If mask == desc->irq_common_data.affinity, copying one to another is
useless, and we can just skip it.

Signed-off-by: Yury Norov <[email protected]>
---
kernel/irq/manage.c | 3 ++-
1 file changed, 2 insertions(+), 1 deletion(-)

diff --git a/kernel/irq/manage.c b/kernel/irq/manage.c
index bf9ae8a8686f..ad9ed9fdf919 100644
--- a/kernel/irq/manage.c
+++ b/kernel/irq/manage.c
@@ -285,7 +285,8 @@ int irq_do_set_affinity(struct irq_data *data, const struct cpumask *mask,
switch (ret) {
case IRQ_SET_MASK_OK:
case IRQ_SET_MASK_OK_DONE:
- cpumask_copy(desc->irq_common_data.affinity, mask);
+ if (desc->irq_common_data.affinity != mask)
+ cpumask_copy(desc->irq_common_data.affinity, mask);
fallthrough;
case IRQ_SET_MASK_OK_NOCOPY:
irq_validate_effective_affinity(data);
--
2.40.1


2024-05-13 22:05:07

by Yury Norov

[permalink] [raw]
Subject: [PATCH 5/6] cgroup/cpuset: optimize cpuset_mems_allowed_intersects()

If the function is called with tsk1 == tsk2, we know for sure that their
mems_allowed nodes do intersect, and so we can return immediately instead
of checking the nodes content.

Signed-off-by: Yury Norov <[email protected]>
---
kernel/cgroup/cpuset.c | 3 +++
1 file changed, 3 insertions(+)

diff --git a/kernel/cgroup/cpuset.c b/kernel/cgroup/cpuset.c
index 4237c8748715..47ed206d4890 100644
--- a/kernel/cgroup/cpuset.c
+++ b/kernel/cgroup/cpuset.c
@@ -5010,6 +5010,9 @@ EXPORT_SYMBOL_GPL(cpuset_mem_spread_node);
int cpuset_mems_allowed_intersects(const struct task_struct *tsk1,
const struct task_struct *tsk2)
{
+ if (tsk1 == tsk2)
+ return 1;
+
return nodes_intersects(tsk1->mems_allowed, tsk2->mems_allowed);
}

--
2.40.1


2024-05-14 08:31:58

by Thomas Gleixner

[permalink] [raw]
Subject: Re: [PATCH 6/6] tick/common: optimize cpumask_equal() usage

On Mon, May 13 2024 at 15:01, Yury Norov wrote:
> Some functions in the file call cpumask_equal() with src1p == src2p.
> We can obviously just skip comparison entirely in this case.
>
> This patch fixes cpumask_equal invocations when boot-test or LTP detect
> such condition.

Please write your changelogs in imperative mood.

git grep 'This patch' Documentation/process/

Also please see Documentation/process/maintainer-tip.rst

> Signed-off-by: Yury Norov <[email protected]>
> ---
> kernel/time/tick-common.c | 15 +++++++++++----
> 1 file changed, 11 insertions(+), 4 deletions(-)

· · · ·

*Exercise objective:* In the kernel patch thread, how does Thomas Gleixner ask for changelogs to be written?

(Object pointing dataset rows)
· · · ·

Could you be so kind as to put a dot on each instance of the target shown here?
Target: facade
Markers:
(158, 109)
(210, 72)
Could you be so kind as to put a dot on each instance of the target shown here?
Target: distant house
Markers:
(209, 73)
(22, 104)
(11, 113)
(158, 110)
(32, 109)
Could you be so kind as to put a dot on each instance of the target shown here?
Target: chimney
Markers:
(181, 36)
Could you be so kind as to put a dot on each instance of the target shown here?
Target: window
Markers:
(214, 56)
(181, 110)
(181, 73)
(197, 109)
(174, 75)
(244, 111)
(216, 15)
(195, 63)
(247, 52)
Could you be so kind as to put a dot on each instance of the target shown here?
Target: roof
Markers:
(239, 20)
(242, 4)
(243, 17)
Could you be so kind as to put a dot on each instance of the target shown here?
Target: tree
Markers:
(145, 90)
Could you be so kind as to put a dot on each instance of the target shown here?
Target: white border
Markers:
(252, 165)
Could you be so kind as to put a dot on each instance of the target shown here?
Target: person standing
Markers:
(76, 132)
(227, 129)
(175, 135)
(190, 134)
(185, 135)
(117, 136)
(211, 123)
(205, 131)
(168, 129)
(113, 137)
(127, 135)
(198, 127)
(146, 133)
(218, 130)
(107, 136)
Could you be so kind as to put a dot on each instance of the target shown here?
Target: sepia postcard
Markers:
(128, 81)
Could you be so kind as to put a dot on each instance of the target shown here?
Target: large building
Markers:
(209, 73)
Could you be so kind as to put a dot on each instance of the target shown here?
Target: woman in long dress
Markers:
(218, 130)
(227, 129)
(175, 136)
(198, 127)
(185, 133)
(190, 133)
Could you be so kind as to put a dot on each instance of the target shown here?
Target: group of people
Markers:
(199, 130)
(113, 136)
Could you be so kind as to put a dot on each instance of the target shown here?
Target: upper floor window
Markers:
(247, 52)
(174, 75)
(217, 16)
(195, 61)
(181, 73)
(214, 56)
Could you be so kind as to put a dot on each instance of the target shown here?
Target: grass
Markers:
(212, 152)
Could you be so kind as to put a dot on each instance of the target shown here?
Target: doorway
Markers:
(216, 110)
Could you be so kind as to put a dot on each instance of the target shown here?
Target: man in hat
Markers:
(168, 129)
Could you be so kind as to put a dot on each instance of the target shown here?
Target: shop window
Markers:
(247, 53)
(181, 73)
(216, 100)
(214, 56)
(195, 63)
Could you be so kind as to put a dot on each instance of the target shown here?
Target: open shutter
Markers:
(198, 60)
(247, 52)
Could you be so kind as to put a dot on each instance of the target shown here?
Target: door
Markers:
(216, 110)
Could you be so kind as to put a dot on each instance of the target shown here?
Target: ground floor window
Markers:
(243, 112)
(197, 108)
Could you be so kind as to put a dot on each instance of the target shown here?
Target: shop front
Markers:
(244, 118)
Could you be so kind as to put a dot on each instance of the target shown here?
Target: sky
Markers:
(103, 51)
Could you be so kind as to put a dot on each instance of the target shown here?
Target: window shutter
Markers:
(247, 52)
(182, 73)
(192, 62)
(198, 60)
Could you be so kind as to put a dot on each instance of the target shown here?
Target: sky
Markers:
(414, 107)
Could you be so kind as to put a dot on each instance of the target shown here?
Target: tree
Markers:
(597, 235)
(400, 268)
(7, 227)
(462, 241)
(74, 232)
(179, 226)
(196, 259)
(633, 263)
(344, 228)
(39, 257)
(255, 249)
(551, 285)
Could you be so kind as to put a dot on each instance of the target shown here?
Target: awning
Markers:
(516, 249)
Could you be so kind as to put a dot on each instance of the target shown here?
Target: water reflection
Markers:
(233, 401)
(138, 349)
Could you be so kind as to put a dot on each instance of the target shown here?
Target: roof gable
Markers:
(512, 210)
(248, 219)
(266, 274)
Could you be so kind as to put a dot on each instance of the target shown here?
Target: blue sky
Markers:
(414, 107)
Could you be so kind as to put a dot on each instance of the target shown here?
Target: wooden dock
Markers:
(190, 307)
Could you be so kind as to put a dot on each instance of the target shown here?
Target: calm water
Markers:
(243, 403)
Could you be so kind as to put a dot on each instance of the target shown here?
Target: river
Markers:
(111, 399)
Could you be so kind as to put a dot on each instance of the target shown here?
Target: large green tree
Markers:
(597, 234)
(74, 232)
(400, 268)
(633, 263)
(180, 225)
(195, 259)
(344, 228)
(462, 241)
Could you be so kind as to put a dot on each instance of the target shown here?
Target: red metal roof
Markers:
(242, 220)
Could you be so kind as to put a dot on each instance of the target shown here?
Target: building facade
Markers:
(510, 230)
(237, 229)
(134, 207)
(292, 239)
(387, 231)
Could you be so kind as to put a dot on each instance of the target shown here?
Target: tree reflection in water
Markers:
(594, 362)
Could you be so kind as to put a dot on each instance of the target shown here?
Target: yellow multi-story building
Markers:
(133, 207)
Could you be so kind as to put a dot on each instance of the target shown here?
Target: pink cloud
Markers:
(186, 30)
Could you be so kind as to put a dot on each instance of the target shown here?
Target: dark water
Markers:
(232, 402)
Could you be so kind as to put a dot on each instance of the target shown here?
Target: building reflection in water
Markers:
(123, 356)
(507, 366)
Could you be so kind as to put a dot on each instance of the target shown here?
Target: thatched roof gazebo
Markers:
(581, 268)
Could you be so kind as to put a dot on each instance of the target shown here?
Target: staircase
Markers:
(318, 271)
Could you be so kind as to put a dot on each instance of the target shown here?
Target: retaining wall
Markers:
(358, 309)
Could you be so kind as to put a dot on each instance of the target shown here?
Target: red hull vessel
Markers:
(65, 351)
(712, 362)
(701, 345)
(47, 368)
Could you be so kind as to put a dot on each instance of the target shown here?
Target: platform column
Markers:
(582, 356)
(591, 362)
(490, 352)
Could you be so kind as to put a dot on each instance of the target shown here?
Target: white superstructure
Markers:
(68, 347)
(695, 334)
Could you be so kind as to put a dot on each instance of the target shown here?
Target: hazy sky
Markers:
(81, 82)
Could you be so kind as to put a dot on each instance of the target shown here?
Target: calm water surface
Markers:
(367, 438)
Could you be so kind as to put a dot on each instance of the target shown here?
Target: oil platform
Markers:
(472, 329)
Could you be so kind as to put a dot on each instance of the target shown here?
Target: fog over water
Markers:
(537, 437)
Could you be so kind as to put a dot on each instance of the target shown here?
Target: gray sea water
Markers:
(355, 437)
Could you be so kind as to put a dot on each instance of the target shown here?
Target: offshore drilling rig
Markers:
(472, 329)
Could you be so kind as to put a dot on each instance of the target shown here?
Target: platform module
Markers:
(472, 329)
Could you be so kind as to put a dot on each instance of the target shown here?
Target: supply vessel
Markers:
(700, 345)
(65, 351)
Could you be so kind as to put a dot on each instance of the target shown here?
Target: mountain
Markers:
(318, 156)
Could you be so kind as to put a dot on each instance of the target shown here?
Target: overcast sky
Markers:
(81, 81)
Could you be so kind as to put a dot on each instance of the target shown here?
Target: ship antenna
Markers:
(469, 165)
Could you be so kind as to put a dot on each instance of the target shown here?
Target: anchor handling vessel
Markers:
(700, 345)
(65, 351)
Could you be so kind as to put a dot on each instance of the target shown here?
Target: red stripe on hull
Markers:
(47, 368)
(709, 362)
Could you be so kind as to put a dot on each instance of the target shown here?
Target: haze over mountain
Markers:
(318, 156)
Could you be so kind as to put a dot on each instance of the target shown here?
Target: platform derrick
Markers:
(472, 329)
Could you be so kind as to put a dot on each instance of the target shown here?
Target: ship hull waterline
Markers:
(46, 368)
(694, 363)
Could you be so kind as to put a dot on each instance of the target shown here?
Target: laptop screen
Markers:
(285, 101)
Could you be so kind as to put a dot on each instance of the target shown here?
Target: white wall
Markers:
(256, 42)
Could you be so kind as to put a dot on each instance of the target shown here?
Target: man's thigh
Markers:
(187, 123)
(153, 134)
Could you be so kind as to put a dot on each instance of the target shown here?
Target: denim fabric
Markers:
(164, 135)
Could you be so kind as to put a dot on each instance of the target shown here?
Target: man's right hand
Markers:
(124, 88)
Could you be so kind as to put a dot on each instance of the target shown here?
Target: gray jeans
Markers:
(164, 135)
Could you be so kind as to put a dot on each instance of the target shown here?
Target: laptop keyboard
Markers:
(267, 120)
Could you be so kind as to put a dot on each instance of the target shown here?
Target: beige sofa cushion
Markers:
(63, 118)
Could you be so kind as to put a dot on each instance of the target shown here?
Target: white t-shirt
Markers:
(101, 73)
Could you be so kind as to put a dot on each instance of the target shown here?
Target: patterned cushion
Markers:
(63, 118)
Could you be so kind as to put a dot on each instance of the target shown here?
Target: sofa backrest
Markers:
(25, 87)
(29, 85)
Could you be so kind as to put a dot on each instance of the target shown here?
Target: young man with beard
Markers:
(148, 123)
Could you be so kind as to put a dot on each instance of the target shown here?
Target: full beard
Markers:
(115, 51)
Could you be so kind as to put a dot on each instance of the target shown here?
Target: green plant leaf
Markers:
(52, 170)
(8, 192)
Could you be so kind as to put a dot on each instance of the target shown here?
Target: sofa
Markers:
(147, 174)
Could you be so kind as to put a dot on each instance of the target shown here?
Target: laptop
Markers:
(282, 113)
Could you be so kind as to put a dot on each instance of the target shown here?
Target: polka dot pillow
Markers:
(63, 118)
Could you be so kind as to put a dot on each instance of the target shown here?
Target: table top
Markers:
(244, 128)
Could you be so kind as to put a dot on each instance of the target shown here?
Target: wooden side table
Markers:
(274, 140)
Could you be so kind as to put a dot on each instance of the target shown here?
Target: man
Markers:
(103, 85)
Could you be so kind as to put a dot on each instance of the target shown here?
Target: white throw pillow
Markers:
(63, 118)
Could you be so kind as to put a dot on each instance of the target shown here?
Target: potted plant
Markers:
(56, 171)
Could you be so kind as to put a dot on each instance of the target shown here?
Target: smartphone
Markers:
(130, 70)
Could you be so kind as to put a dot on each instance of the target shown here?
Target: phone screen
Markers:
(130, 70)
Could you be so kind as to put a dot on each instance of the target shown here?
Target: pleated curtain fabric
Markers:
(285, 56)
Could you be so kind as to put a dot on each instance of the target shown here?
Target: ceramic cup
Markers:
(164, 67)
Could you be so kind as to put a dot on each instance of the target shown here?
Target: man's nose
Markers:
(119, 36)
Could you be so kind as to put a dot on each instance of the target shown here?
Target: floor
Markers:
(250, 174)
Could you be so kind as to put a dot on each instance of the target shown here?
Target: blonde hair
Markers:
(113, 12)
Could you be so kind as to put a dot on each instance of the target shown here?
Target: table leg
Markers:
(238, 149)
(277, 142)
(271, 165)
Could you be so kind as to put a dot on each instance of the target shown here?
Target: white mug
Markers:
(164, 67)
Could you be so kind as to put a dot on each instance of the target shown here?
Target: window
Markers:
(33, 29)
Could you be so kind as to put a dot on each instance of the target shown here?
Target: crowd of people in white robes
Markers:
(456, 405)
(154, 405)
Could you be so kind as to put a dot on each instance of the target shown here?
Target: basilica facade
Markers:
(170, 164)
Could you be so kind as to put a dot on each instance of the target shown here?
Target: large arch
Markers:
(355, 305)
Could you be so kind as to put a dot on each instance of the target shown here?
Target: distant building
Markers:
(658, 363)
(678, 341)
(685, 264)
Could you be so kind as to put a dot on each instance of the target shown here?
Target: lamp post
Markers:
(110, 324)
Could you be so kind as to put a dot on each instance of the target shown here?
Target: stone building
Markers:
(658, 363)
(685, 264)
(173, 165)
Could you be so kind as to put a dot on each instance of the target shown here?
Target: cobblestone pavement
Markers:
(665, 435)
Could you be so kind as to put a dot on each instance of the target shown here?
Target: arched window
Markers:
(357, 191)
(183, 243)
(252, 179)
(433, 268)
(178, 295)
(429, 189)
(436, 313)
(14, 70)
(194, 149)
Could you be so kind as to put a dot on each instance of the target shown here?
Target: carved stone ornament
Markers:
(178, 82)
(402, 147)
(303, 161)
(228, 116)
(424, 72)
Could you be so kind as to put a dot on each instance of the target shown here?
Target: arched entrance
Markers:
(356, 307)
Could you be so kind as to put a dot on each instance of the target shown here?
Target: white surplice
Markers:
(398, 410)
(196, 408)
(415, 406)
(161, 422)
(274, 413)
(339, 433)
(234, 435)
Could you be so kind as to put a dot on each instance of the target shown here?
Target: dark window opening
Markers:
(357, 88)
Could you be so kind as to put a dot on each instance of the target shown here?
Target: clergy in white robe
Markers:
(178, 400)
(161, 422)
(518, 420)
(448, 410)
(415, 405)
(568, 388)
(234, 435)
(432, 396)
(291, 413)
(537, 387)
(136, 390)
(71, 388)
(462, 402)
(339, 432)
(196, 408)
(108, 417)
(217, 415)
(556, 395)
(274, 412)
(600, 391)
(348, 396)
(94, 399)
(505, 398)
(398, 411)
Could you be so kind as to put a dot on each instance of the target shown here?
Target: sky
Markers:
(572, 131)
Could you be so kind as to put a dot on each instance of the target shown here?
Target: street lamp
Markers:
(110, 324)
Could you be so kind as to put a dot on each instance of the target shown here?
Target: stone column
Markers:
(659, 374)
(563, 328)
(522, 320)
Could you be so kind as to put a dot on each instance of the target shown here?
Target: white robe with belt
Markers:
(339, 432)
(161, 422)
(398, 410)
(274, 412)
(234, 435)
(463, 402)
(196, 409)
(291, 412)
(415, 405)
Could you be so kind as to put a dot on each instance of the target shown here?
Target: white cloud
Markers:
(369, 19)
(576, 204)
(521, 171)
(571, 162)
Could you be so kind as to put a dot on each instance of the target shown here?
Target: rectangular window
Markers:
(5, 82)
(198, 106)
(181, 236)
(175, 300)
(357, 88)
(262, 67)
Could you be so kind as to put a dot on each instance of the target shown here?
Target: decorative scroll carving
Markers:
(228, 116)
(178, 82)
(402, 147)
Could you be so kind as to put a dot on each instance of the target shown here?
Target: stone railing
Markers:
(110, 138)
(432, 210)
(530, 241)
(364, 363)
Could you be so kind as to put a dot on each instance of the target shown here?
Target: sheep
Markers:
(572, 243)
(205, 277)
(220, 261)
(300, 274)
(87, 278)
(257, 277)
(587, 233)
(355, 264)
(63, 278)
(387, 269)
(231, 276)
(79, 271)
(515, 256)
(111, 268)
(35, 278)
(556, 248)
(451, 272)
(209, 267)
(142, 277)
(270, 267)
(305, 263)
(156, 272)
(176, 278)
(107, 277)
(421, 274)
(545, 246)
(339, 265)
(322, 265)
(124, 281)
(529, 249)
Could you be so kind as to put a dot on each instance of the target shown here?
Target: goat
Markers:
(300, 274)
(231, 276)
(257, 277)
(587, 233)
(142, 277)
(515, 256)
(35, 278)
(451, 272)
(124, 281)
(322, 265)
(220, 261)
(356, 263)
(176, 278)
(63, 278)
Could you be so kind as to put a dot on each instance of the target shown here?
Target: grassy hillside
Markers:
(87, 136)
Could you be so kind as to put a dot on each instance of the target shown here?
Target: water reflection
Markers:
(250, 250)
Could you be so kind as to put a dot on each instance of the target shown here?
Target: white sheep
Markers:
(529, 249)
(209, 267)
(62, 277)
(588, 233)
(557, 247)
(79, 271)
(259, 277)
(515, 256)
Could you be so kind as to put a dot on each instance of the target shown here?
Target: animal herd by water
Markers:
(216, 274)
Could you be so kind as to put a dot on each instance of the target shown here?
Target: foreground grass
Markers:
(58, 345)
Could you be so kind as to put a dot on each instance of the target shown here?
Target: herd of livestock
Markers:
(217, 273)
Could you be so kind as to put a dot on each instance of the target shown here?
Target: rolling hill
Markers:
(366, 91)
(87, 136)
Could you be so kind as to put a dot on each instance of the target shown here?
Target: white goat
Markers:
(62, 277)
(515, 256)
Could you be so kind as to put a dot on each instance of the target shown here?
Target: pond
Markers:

· · · ·

*Exercise response:* In imperative mood.